ENTRIES PROVIDED ▸
------------------------------
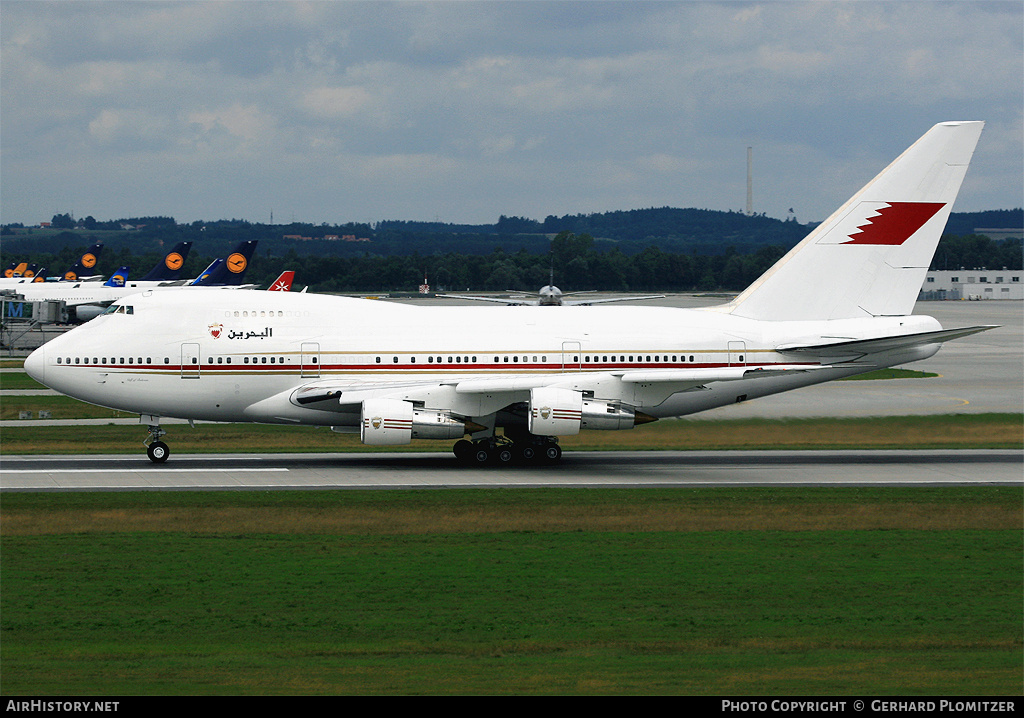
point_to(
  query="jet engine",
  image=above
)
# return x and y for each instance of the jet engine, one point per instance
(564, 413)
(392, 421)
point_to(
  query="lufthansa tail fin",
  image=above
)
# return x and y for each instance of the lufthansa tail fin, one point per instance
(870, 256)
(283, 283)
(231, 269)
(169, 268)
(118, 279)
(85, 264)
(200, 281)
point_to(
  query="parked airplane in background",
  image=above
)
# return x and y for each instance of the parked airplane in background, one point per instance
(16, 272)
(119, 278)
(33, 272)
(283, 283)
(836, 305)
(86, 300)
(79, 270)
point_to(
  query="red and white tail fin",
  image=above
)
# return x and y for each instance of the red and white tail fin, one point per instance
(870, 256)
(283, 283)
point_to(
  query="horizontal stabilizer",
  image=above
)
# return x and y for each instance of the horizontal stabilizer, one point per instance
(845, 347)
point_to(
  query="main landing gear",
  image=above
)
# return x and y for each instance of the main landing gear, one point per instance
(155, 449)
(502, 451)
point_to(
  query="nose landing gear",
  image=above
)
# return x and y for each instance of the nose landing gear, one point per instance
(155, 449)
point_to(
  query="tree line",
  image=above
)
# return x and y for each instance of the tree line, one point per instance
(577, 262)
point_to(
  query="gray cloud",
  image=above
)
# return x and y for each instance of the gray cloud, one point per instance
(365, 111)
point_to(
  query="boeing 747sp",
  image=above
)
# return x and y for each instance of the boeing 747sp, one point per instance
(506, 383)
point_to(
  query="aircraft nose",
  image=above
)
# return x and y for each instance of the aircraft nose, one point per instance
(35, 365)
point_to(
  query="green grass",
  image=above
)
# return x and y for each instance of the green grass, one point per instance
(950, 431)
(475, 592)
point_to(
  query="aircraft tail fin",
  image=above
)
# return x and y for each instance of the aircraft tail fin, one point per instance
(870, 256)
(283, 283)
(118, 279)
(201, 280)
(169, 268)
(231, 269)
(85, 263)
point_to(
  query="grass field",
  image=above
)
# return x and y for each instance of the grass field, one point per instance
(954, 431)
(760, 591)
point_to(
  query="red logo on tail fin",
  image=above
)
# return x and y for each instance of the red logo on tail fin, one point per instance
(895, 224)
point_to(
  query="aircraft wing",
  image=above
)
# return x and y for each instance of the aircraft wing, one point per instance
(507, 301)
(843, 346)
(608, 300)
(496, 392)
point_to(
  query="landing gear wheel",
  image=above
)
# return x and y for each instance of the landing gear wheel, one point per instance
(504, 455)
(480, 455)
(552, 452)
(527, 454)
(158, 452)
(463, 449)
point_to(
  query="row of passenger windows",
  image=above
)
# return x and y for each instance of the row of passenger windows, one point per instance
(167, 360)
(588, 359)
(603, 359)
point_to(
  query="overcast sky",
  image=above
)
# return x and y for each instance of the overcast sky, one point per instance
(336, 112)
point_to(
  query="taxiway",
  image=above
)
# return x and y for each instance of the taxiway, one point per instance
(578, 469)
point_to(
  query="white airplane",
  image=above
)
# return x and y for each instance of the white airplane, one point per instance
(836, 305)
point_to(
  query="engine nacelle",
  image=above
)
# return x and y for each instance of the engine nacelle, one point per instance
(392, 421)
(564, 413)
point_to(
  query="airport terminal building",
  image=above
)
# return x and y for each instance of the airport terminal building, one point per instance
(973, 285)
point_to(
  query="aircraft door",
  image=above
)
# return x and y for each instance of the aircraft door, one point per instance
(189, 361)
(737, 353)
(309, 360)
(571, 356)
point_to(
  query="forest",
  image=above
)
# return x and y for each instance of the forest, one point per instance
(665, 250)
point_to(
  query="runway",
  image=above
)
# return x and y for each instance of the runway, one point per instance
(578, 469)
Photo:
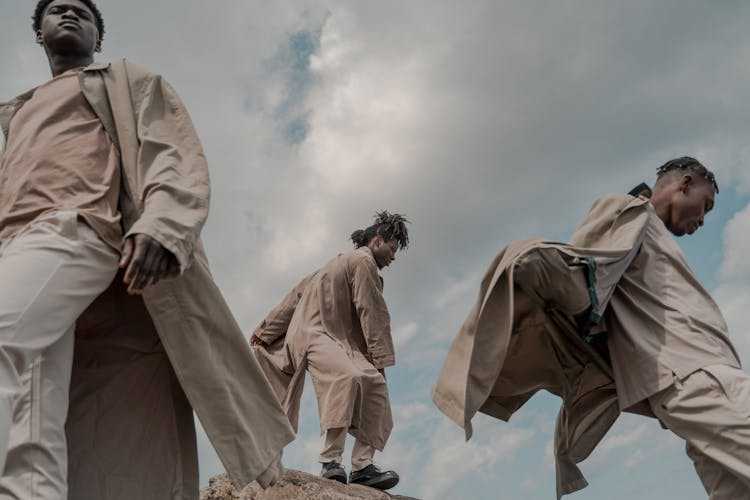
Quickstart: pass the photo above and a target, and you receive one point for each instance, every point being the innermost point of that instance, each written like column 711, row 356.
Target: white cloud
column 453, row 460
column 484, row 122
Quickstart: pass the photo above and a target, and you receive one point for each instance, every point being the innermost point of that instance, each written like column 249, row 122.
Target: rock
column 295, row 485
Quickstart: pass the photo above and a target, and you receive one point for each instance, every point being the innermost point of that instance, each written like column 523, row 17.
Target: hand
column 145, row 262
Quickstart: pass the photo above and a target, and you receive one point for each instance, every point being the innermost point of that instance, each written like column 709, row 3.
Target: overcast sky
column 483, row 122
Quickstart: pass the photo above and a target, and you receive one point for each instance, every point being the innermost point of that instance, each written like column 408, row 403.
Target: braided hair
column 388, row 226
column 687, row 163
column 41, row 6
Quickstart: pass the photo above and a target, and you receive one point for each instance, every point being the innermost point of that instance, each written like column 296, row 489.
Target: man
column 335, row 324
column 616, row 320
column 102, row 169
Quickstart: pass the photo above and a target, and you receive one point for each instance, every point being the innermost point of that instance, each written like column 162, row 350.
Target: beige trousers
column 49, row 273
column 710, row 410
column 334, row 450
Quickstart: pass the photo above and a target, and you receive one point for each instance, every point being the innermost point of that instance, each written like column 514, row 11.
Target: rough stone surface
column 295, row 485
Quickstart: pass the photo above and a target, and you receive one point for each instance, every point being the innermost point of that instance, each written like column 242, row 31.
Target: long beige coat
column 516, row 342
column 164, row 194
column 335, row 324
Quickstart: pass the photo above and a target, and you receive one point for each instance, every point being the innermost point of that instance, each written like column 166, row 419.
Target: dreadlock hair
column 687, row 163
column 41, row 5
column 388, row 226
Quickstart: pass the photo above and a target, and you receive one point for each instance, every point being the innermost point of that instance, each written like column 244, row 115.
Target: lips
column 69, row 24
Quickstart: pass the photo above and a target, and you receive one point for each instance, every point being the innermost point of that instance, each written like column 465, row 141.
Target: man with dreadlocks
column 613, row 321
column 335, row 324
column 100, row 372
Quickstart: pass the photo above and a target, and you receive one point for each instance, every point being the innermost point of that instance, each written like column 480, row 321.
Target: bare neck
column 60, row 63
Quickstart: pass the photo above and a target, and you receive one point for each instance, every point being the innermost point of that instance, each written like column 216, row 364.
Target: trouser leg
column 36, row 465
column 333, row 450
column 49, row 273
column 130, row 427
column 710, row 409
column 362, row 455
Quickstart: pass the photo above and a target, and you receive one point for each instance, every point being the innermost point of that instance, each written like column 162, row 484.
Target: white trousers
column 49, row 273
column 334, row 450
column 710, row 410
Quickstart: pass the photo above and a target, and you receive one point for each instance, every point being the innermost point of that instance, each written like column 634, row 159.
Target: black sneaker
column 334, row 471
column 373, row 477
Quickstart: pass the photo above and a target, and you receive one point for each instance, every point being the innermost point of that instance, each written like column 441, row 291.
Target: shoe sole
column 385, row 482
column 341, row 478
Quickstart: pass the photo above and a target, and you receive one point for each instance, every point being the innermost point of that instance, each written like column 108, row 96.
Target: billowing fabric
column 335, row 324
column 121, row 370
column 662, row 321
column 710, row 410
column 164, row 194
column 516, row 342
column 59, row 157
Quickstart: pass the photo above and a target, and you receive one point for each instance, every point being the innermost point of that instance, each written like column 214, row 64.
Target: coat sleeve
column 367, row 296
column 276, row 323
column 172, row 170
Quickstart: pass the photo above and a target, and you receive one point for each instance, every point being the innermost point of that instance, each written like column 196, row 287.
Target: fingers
------------------------------
WHAT THE EXERCISE ASKS ▸ In case the records contain pictures, keep those out and repeat the rest exactly.

RESPONSE ▸
point_to(
  query="jet engine",
  image=above
)
# return x and y for each instance of the jet engine, one point per instance
(564, 413)
(392, 421)
point_to(
  query="lufthansa tail fin",
  image=above
)
# return x and y for each instance of the lufthansa tail fin, one point per instance
(870, 256)
(283, 283)
(231, 269)
(169, 268)
(118, 279)
(85, 264)
(200, 281)
point_to(
  query="parked airplane in background",
  image=above
)
# return x and y for each instance of the parked airplane in background, one point per instance
(16, 272)
(119, 278)
(33, 272)
(283, 283)
(836, 305)
(86, 300)
(79, 270)
point_to(
  query="red and white tail fin",
  image=above
)
# return x and y for each instance of the red and white tail fin, one point per instance
(870, 256)
(283, 283)
point_to(
  query="horizontal stabilizer",
  image=above
)
# return x and y for each instance of the horizontal stabilizer, one point per instance
(845, 347)
point_to(
  query="main landing gear",
  image=above
)
# return x and y for each instance of the main landing gear, one point per instance
(155, 449)
(502, 451)
point_to(
  query="nose landing gear",
  image=above
)
# return x and y for each instance of the nose landing gear, one point per instance
(155, 449)
point_to(
  query="tree line",
  image=above
)
# return x and y for each instance of the tree line, one point per instance
(577, 262)
point_to(
  query="gray cloud",
  image=above
)
# return x and y for each instance of the gray cloud, one point per instance
(365, 111)
point_to(
  query="boeing 747sp",
  image=above
)
# return x and y for each instance of the boeing 747sp, one point per instance
(506, 383)
point_to(
  query="aircraft nose",
  image=above
)
# return x and y for each instance of the aircraft nose, one point per instance
(35, 365)
point_to(
  query="green grass",
  image=above
)
# return x and y for each instance of the green grass, one point per instance
(950, 431)
(475, 592)
point_to(
  query="aircraft tail fin",
  image=above
)
# return x and y for each instance of the aircraft tail fin, one point per instance
(870, 256)
(283, 283)
(118, 279)
(201, 280)
(169, 268)
(231, 269)
(85, 263)
point_to(
  query="grass field",
  image=above
)
# return x and y for each instance of the grass field, one point per instance
(954, 431)
(760, 591)
point_to(
  query="red logo on tail fin",
  image=above
)
# return x and y for each instance of the red logo on tail fin, one point per instance
(895, 224)
point_to(
  query="aircraft wing",
  image=above
)
# return x and y for each instance of the aircraft wing, one point per instance
(507, 301)
(843, 346)
(608, 300)
(496, 392)
point_to(
  query="landing gear wheel",
  image=above
)
# return x and y for each instance of the landing gear wheel, one point per instance
(504, 455)
(480, 455)
(552, 452)
(527, 454)
(158, 452)
(463, 449)
point_to(
  query="row of passenger windows",
  image=above
)
# return x and y for each instance of the row of passenger windows, one point per instance
(167, 360)
(588, 359)
(603, 359)
point_to(
  query="overcast sky",
  image=above
)
# return x and y for each instance of the overcast sky, one point per instance
(336, 112)
point_to(
  query="taxiway",
  image=above
)
# return x and y for each instance of the taxiway, one point per instance
(578, 469)
point_to(
  query="white airplane",
  image=above
)
# return x and y for each instance of the white airplane, one point per instance
(836, 305)
point_to(
  query="engine nacelle",
  image=above
)
# return x and y for each instance of the engine nacelle, one point per instance
(392, 421)
(564, 413)
point_to(
  query="airport terminal building",
  image=above
)
# return x and y for each instance of the airport terminal building, one point per instance
(973, 285)
point_to(
  query="aircraft door",
  image=above
)
# return x and y for each instance of the aircraft door, one point per instance
(189, 361)
(737, 353)
(309, 360)
(571, 356)
point_to(
  query="forest",
  image=above
)
# return x and y for each instance of the forest, one point per instance
(665, 250)
point_to(
  query="runway",
  image=above
)
# return x and y for each instance of the runway, one point per instance
(578, 469)
Photo:
Quickstart: pass the photo above and a target, and you receive one point for each instance, every point being the innermost point of that instance, each written like column 711, row 356.
Target: white cloud
column 453, row 460
column 484, row 122
Quickstart: pass the photo above and a target, and you receive one point for each instance, every point being the innermost point of that instance, each written like column 249, row 122.
Target: rock
column 295, row 485
Quickstart: pass the photo above and a target, and you receive one point for each instance, every point being the innermost point of that instance, each written like column 523, row 17.
Target: hand
column 145, row 262
Quickstart: pass the photo above and a target, and you receive one point for each instance, every point being the innermost point of that instance, each written like column 709, row 3.
Target: overcast sky
column 483, row 122
Quickstart: pass the photo above and a target, and you receive one point for each instance, every point being the innermost point of that instance, each written like column 408, row 403.
Target: braided hair
column 388, row 226
column 687, row 163
column 41, row 6
Quickstart: pass the photo above and a target, and you receive one point for each instance, every point being the innermost point of that instance, each written like column 296, row 489.
Target: man
column 335, row 324
column 616, row 320
column 102, row 169
Quickstart: pass the photo above and a target, and you receive one point for each instance, every point being the innermost point of that instance, each written like column 162, row 350.
Target: beige trousers
column 49, row 273
column 710, row 410
column 334, row 450
Quickstart: pass the photo above and a target, and you receive one point for each instance, every point being the innermost point of that instance, each written like column 514, row 11.
Target: rough stone surface
column 295, row 485
Quickstart: pass the photo above and a target, and you receive one point for each instance, every point being the innermost point of that instance, each written like column 242, row 31.
Target: long beige coat
column 516, row 342
column 164, row 194
column 335, row 324
Quickstart: pass the photo above and a target, and you receive one point for each instance, every point being the innermost point of that instance, each written like column 166, row 419.
Target: dreadlock hair
column 687, row 163
column 41, row 5
column 388, row 226
Quickstart: pass the photo above and a target, and you receive one point for each instance, every point being the innermost point of that instance, each written like column 244, row 115.
Target: lips
column 69, row 24
Quickstart: pass the photo above and a target, and you receive one point for each instance, every point being the innermost point of that instance, each written like column 465, row 141.
Target: man with dreadlocks
column 613, row 321
column 335, row 324
column 100, row 372
Quickstart: pass the photo above and a target, and you receive one point for each instance, every point being the innermost point of that instance, each written like column 480, row 321.
Target: bare neck
column 60, row 63
Quickstart: pass the photo above and a target, and you receive one point for each instance, every point being the innermost point of that instance, each written like column 216, row 364.
Target: trouser leg
column 36, row 465
column 333, row 450
column 49, row 273
column 130, row 427
column 710, row 409
column 362, row 455
Quickstart: pass the photo above and a target, and you receive one point for each instance, every point being the innermost point of that instance, each written like column 162, row 484.
Target: white trousers
column 49, row 273
column 334, row 450
column 710, row 410
Quickstart: pass the photo above and a target, and you receive one point for each instance, every point being the innermost point of that instance, each written like column 634, row 159.
Target: black sneaker
column 334, row 471
column 373, row 477
Quickstart: pass the photo above and a target, and you receive one point for each instance, every point being the innermost point of that instance, each written like column 441, row 291.
Target: shoe sole
column 385, row 482
column 341, row 478
Quickstart: pass the photo above and a target, and you receive one point for each instance, every point being the innermost point of that instance, each written like column 108, row 96.
Target: billowing fabric
column 335, row 324
column 121, row 370
column 662, row 321
column 710, row 410
column 164, row 194
column 516, row 342
column 59, row 157
Quickstart: pass the photo above and a target, and you receive one point for each instance, every point being the innermost point of that instance, each written like column 214, row 64.
Target: coat sleeve
column 367, row 296
column 276, row 323
column 172, row 170
Quickstart: pass the photo above and a target, and you receive one point for each instance, every point being the innermost point of that instance, each written like column 196, row 287.
Target: fingers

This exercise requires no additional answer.